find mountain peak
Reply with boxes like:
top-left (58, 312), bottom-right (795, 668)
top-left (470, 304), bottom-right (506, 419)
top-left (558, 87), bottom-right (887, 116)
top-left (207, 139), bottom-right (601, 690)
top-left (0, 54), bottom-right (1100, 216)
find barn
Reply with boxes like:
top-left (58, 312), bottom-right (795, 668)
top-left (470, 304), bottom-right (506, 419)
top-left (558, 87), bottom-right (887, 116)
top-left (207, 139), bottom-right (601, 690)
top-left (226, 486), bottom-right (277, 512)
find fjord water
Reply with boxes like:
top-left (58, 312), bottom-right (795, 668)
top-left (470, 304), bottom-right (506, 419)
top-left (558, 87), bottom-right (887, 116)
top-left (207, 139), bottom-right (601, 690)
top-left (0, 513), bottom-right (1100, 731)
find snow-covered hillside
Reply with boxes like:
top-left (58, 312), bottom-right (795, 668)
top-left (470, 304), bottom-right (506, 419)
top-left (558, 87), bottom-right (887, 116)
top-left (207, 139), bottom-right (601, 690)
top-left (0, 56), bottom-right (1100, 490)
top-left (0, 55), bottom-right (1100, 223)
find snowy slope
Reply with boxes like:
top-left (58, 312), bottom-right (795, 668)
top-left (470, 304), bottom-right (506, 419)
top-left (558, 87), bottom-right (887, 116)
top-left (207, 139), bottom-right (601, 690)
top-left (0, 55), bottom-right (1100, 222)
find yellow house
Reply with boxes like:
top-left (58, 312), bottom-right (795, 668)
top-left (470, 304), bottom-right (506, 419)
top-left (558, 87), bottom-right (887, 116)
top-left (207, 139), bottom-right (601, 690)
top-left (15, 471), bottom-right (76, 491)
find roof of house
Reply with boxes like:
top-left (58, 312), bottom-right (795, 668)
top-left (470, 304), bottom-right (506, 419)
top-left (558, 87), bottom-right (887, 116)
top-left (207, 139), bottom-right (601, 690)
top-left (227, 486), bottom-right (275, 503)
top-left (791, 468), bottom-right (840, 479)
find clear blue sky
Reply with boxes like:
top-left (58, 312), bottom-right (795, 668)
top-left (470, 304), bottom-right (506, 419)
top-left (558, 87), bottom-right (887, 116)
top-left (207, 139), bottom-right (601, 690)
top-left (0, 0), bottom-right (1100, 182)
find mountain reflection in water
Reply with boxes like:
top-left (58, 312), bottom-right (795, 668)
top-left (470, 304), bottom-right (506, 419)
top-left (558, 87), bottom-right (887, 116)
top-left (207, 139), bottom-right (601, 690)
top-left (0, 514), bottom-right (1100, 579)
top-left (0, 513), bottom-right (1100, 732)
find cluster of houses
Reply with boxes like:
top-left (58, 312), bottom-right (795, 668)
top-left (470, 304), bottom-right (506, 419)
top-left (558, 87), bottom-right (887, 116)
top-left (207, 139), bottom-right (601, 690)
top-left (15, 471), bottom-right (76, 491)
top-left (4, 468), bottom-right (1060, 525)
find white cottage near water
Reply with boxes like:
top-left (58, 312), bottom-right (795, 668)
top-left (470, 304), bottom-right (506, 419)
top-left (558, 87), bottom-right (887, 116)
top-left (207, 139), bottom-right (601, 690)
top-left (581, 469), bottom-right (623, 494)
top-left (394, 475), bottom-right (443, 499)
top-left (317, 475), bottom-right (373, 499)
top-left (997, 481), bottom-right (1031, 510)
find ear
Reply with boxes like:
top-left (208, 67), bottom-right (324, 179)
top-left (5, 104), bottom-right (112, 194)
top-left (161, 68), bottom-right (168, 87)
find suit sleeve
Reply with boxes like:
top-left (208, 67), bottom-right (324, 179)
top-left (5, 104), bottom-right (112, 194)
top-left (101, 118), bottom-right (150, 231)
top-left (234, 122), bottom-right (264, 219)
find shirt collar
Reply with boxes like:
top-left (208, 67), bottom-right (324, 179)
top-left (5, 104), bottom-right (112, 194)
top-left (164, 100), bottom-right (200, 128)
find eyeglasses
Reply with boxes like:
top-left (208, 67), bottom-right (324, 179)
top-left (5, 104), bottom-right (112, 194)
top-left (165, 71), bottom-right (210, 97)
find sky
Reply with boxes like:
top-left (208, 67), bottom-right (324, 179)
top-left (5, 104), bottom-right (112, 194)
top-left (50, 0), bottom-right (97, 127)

_WHAT IS ASKED_
Starting at the line that contains "find eyeglasses" and ending at the last line of the material, reproduce every line, requests included. Multiply each coordinate in the answer boxes by 0.65 and round to whole numbers with halves rounded up, leaving the numbers in the requests and their format samples unchanged.

_RESULT FOR THIS EXERCISE_
find eyeglasses
Reply with boxes like:
top-left (208, 67), bottom-right (324, 179)
top-left (5, 104), bottom-right (112, 194)
top-left (107, 46), bottom-right (137, 63)
find sky
Reply with boxes like:
top-left (208, 67), bottom-right (324, 179)
top-left (5, 104), bottom-right (112, 194)
top-left (33, 0), bottom-right (63, 83)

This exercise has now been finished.